=== DOCUMENT SECTION ===
Trends away from legalization are immediately quashed. The aforementioned Surgeon General, Jocelyn Elders, became ostracized by the Clinton administration after her announcement concerning even the research into drug legalization, and bills have been brought to congress that would prevent future administrations from following similar trains of thought (Kugler & Darly, 2012). The United Nations have made similar declarations, forbidding any nation states from the “cultivation, manufacturing, sale and possession” (Hughes & Stevens, 2010, p. 1000) of illicit drugs. In Canada, an attempt was made to decriminalize marijuana in 2003, but pressure from the United States eliminated that possibility at the time (Raaflaub, 2004).

The drug war has focused almost exclusively on the supply side of the narcotics industry. If addiction is a hereditary disease, then no amount of social programs will eliminate a person’s drug problem save complete abstinence (Rosenbaum, 1989), so focusing on demand would be unnecessarily gratuitous. Bush Sr.’s Anti-Drug Abuse Act was intended to address supply and demand in equal measures, but when passed it was a 70/30 split favouring the supply side (Jarvik, 1990). Yet given the continued prevalence of drug abuse in North American societies 40 years after Nixon’s declaration of war and the convincing arguments against the hereditary nature of addiction (Maté, 2014), the emphasis on supply and the stubborn enforcement of prohibition are clear failures.


LaGrange (2000, p. 513) argues that if the benefits of prohibition were outweighed by its costs, then “rational utility-maximizing taxpayers would not choose to pay for policies of this sort.” Though LaGrange admits the contentiousness of this claim, it is truthful in that some aspects of prohibition must be palatable, or there would be massive protests against it. Prohibition is seen to be necessary because drug use can lead to violent and nonviolent crime, decreased productivity, the harm of unborn children, an increased burden on the federal purse, etc. (Miron, 2001). These effects are indeed seen in the use of legal drugs such as nicotine and alcohol, and in turn, society tries to limit the use of these substances as well through age restriction and public health campaigns (Hughes, 2012). Prohibition does succeed to some degree in its mandate of reducing consumption, as seen in the decrease of alcohol use during the Volstead years of the 1920s (Jarvik, 1990).
=== ENTRIES PROVIDED ===
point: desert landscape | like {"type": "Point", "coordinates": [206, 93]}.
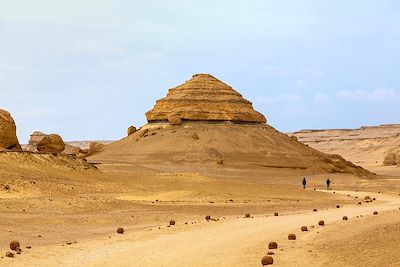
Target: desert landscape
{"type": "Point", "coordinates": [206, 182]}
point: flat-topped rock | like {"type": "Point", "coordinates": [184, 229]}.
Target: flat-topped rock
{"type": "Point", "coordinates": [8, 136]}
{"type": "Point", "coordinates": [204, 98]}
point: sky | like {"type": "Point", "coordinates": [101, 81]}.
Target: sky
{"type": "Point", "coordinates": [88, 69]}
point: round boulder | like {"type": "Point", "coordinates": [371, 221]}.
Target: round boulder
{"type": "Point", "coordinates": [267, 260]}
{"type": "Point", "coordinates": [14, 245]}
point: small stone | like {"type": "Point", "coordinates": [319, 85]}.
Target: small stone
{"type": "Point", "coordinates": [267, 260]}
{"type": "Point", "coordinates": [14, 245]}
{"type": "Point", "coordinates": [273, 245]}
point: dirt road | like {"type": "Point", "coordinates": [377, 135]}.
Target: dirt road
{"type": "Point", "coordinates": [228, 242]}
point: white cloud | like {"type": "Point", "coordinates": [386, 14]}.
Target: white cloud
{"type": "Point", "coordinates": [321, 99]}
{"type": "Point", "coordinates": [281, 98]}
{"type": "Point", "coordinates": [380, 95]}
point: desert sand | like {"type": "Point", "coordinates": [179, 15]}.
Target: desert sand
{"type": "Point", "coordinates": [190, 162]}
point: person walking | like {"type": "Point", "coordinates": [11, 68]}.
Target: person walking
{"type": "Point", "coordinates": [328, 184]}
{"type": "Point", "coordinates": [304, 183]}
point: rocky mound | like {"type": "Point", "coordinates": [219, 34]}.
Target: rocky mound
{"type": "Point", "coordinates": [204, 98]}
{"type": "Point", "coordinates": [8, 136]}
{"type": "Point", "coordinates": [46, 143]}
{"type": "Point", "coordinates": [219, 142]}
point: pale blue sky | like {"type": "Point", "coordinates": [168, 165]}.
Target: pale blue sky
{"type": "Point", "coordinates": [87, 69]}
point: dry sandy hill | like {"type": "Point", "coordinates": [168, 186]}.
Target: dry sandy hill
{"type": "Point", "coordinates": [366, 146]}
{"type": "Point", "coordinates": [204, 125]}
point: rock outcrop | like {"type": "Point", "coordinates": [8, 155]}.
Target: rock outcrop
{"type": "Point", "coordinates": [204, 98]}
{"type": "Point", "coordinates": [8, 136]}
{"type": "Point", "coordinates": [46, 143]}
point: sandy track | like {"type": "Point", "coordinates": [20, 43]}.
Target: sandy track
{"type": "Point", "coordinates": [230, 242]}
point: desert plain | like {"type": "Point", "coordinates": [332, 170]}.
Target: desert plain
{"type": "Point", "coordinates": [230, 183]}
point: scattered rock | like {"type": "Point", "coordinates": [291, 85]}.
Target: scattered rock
===
EXERCISE DESCRIPTION:
Write the next part of the essay on drug prohibition, starting right after its final sentence.

TASK OUTPUT:
Prohibition promises to reduce the availability of drugs, to defend society from the irrational behaviour of addicts, and to protect the populace from the harmful effects of the drugs themselves (Jarvik, 1990). Societies are built upon a respect for the law, so prohibition can be seen as a motivator against drug use. It also increases the cost of the drugs by forcing producers to take extraordinary measures to manufacture and sell their product, which further reduces availability (Miron, 2001). LaGrange (2000) theorizes that prohibition is essential, despite any negative aspects, because a state with lax drug laws will become a haven for drug users who will flee areas with more stringent enforcement. This would propel neighbouring states into a spending frenzy on enforcement to avoid this undesirable influx of addicts. A federal ban on drugs becomes an economic necessity to prevent this state competition. Finally, there is simply the view that drugs are an evil scourge, and prohibition is a country’s way of expressing their disapproval (Miron, 2001).

Miron (2001, p. 847) then argues that if a country does take a moral stand, that “statement must be weighed against the costs of any policy that makes this statement.” There is also a moral hypocrisy in condemning certain substances while accepting others, all of which can alter consciousness, transform social behaviour, or form dependent relationships (Nadelmann, 1992). The morality of prohibition as a deterrent must also contend with the immorality of prohibition as an exacerbation of crime.

By eliminating the conventional means of acquiring a desirable commodity, prohibition creates a demand with no supply, thereby inducing opportunistic individuals to seek gains in a hugely profitable market (Hughes, 2012). Nadelmann (1992, p. 116) argues that during the alcohol prohibition of the 1920s, “tens if not hundreds of thousands of Americans with no particular interest in leading lives of crime were drawn into the business of illegally producing and distributing alcohol,” and when prohibition ended, these individuals merely went back to their previous lives. The promise of prohibition to completely eliminate drugs becomes disingenuous, as the ban of drugs, alcohol, gambling, and prostitution all have demonstrated that prohibition will only ever create a black market (Miron, 2001).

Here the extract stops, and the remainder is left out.